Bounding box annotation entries
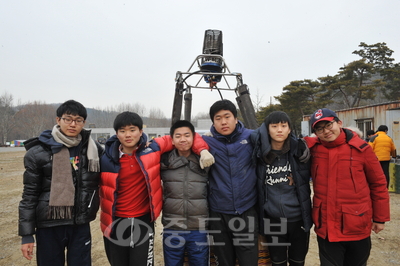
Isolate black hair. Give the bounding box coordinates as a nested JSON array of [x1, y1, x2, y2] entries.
[[169, 120, 194, 138], [367, 129, 375, 136], [210, 99, 237, 123], [264, 111, 292, 129], [56, 100, 87, 120], [114, 111, 143, 132], [378, 125, 389, 131]]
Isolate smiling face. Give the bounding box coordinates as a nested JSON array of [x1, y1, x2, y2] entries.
[[56, 114, 86, 138], [213, 110, 237, 136], [314, 121, 342, 142], [172, 127, 193, 157], [116, 125, 143, 154], [268, 122, 290, 147]]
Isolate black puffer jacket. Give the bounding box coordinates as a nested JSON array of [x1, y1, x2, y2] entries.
[[161, 150, 208, 230], [18, 130, 103, 236]]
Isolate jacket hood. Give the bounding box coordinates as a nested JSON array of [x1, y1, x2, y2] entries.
[[304, 128, 368, 151]]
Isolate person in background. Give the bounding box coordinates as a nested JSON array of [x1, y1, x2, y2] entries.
[[368, 125, 396, 187], [251, 111, 312, 266], [100, 111, 213, 266], [161, 120, 210, 266], [304, 108, 390, 266], [203, 99, 258, 266], [365, 129, 375, 142], [19, 100, 103, 266]]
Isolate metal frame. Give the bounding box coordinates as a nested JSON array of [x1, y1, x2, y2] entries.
[[171, 54, 258, 129]]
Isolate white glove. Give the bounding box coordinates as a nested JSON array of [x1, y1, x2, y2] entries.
[[200, 150, 215, 169]]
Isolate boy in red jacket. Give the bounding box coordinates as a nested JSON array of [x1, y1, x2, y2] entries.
[[305, 108, 390, 266]]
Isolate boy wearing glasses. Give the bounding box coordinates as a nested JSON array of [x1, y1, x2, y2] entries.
[[19, 100, 103, 266], [100, 111, 214, 266], [304, 108, 390, 266]]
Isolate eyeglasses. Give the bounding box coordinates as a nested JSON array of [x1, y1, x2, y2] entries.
[[61, 117, 85, 125], [314, 120, 336, 134]]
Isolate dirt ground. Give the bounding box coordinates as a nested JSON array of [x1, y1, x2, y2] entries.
[[0, 151, 400, 266]]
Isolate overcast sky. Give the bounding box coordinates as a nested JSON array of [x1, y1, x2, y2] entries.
[[0, 0, 400, 117]]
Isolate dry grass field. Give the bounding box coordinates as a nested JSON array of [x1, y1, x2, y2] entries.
[[0, 148, 400, 266]]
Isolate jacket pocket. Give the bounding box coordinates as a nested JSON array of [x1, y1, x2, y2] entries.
[[311, 198, 322, 228], [342, 203, 371, 235]]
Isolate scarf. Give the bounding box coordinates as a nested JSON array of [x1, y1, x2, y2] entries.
[[49, 125, 100, 219]]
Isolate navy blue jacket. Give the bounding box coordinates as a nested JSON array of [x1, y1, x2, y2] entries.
[[203, 121, 257, 214], [251, 123, 312, 233]]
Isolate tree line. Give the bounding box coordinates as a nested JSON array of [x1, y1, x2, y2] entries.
[[257, 42, 400, 132], [0, 42, 400, 144], [0, 97, 175, 145]]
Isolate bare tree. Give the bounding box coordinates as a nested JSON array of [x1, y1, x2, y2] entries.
[[0, 92, 15, 144], [85, 107, 118, 128]]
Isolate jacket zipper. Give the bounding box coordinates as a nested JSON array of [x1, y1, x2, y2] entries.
[[88, 190, 96, 208]]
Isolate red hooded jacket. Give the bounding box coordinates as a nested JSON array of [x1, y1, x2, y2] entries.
[[305, 129, 390, 242], [100, 133, 208, 237]]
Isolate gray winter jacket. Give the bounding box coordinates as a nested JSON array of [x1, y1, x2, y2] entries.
[[161, 150, 208, 230]]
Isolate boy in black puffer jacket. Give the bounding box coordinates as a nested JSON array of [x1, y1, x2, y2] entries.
[[19, 100, 103, 266]]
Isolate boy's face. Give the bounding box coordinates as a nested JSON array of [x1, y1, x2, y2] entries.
[[268, 122, 290, 143], [315, 120, 342, 142], [56, 114, 86, 137], [172, 127, 193, 156], [213, 110, 237, 136], [116, 125, 143, 154]]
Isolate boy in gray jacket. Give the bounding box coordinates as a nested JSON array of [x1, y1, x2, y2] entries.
[[161, 120, 209, 266]]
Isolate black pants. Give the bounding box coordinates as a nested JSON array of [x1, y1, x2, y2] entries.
[[379, 161, 390, 188], [209, 207, 258, 266], [103, 214, 154, 266], [317, 236, 371, 266], [36, 223, 92, 266], [264, 218, 310, 266]]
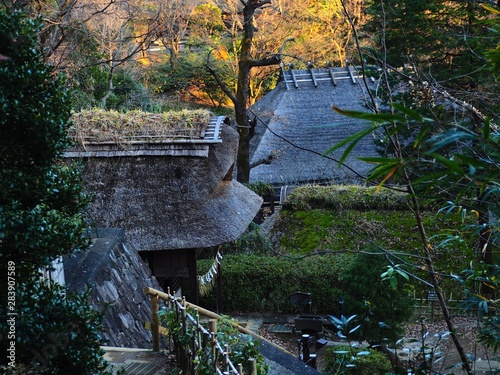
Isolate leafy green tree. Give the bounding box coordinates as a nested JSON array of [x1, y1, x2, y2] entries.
[[324, 1, 500, 374], [0, 6, 110, 374], [342, 254, 413, 344]]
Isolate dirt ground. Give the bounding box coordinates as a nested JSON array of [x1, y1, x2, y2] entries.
[[260, 317, 500, 375]]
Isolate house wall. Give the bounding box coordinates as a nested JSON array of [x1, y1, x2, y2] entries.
[[64, 229, 161, 349]]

- Aim of the task
Render every line of the listing above as a Markdown table with the columns "No." and "Line," giving each line a row number and skipping blank lines. Leave the pictures out.

- Result of this exercise
| No. | Line |
|---|---|
| 1 | Isolate black hair. Give the bounding box coordinates as a nested JSON array of [x1, y1, x2, y2] entries. |
| 2 | [[169, 120, 194, 138], [367, 129, 375, 136], [210, 99, 237, 123], [264, 111, 292, 129], [56, 100, 87, 120], [114, 111, 143, 132], [378, 125, 389, 131]] |
| 3 | Isolate smiling face. Give the bounding box coordinates as a nested JSON array of [x1, y1, x2, y2] entries. |
| 4 | [[56, 114, 86, 138], [213, 110, 237, 136], [314, 121, 342, 142], [172, 127, 193, 157], [116, 125, 143, 154], [268, 122, 290, 147]] |
| 5 | Isolate black puffer jacket. Give the bounding box coordinates as a nested JSON array of [x1, y1, x2, y2] entries. |
| 6 | [[161, 150, 208, 230], [18, 130, 103, 236]] |
| 7 | Isolate jacket hood. Give the bounding box coordinates as a nested JSON array of [x1, y1, x2, y2] entries. |
| 8 | [[304, 128, 368, 151]] |
| 9 | Isolate person in background. Give the bounding box coordinates as a nested JSON array of [x1, y1, x2, y2] entries. |
| 10 | [[368, 125, 396, 187], [251, 111, 312, 266], [100, 111, 213, 266], [161, 120, 210, 266], [304, 108, 390, 266], [203, 99, 258, 266], [365, 129, 375, 142], [19, 100, 103, 266]] |
| 11 | Isolate metal frame. Give the bounding box coordinates as a nested JSON array of [x1, y1, x2, y2] entries. |
| 12 | [[171, 54, 258, 129]] |
| 13 | Isolate white glove. Give the bounding box coordinates as a nested JSON array of [x1, y1, x2, y2] entries. |
| 14 | [[200, 150, 215, 169]] |
| 15 | Isolate boy in red jacket. Give the bounding box coordinates as a nested JSON array of [x1, y1, x2, y2] entries. |
| 16 | [[305, 108, 390, 266]] |
| 17 | Isolate boy wearing glasses. Give the bounding box coordinates as a nested JSON array of [x1, y1, x2, y2] entries. |
| 18 | [[19, 100, 103, 266], [100, 111, 214, 266], [304, 108, 390, 266]] |
| 19 | Isolate eyeglasses. Give the bounding box coordinates as a nested JSON array of [x1, y1, x2, y2] entries. |
| 20 | [[61, 117, 85, 125], [314, 120, 336, 134]] |
| 21 | Isolate dirt ground. Give the bounding box coordinates as a nested JSON array of [x1, y1, x2, y2] entries. |
| 22 | [[0, 151, 400, 266]] |
| 23 | Isolate overcast sky. Give the bounding box coordinates as a nested JSON array of [x1, y1, x2, y2] entries. |
| 24 | [[0, 0, 400, 117]] |
| 25 | Isolate dry grass field. Give the bounding box coordinates as a nested JSON array of [x1, y1, x2, y2] entries. |
| 26 | [[0, 148, 400, 266]] |
| 27 | Isolate jacket pocket. Give the bounding box coordinates as a nested JSON array of [x1, y1, x2, y2] entries. |
| 28 | [[311, 198, 322, 228], [342, 203, 371, 235]] |
| 29 | Isolate scarf. Give the bounding box coordinates as a nested JSON array of [x1, y1, x2, y2] entries. |
| 30 | [[49, 125, 100, 219]] |
| 31 | Isolate navy blue jacket. Give the bounding box coordinates as a nested JSON array of [x1, y1, x2, y2] entries. |
| 32 | [[203, 121, 257, 214], [251, 123, 312, 233]] |
| 33 | Isolate tree line. Give the bounding box coordinates as a nested JSON array of [x1, y1, x2, y2] entries. |
| 34 | [[257, 42, 400, 132], [0, 42, 400, 144], [0, 97, 175, 145]] |
| 35 | Isolate bare tree. Give the bounding box coordinates as a nested JSON array of [x1, y1, x2, y2] entries. |
| 36 | [[0, 92, 15, 144], [85, 107, 118, 128]] |
| 37 | Isolate jacket zipper. Give the bounding box coordinates as a nested JSON array of [x1, y1, x2, y2] entries. |
| 38 | [[88, 190, 96, 208]] |
| 39 | Isolate red hooded jacket. Give the bounding box coordinates as a nested JSON array of [x1, y1, x2, y2] entries. |
| 40 | [[305, 129, 390, 242], [100, 133, 208, 237]] |
| 41 | Isolate gray winter jacket. Give the bounding box coordinates as a nested JSON array of [x1, y1, x2, y2] entries. |
| 42 | [[161, 150, 208, 230]] |
| 43 | Isolate boy in black puffer jacket. Give the bounding box coordinates as a nested JSON array of [x1, y1, x2, y2] entries. |
| 44 | [[19, 100, 103, 266]] |
| 45 | Isolate boy's face. Give the bounding box coordinates as a nested JSON array of [x1, y1, x2, y2] entries. |
| 46 | [[268, 122, 290, 143], [315, 120, 342, 142], [56, 114, 86, 137], [172, 127, 193, 156], [213, 110, 237, 136], [116, 125, 143, 154]] |
| 47 | Isolate boy in gray jacket. Give the bounding box coordinates as a nested JSON array of [x1, y1, x2, y2] entries. |
| 48 | [[161, 120, 209, 266]] |
| 49 | Isolate black pants. Give the bounding box coordinates as a nested JSON array of [x1, y1, x2, y2] entries. |
| 50 | [[379, 161, 390, 188], [209, 207, 258, 266], [103, 214, 154, 266], [317, 236, 371, 266], [36, 223, 92, 266], [264, 218, 310, 266]] |
| 51 | Isolate leafy green tree. Give the bounding box coordinates as a nested JSON array of [x1, y1, x2, y2] entries. |
| 52 | [[324, 1, 500, 374], [0, 6, 110, 374], [342, 254, 413, 344]] |
| 53 | Isolate dirt ground. Give the bounding box coordinates as a nested JSON array of [x1, y1, x2, y2] entries. |
| 54 | [[260, 317, 500, 375]] |
| 55 | Isolate house wall. Give the bounding box coordinates as a nested JSON array of [x1, y1, x2, y2] entries. |
| 56 | [[64, 229, 161, 349]] |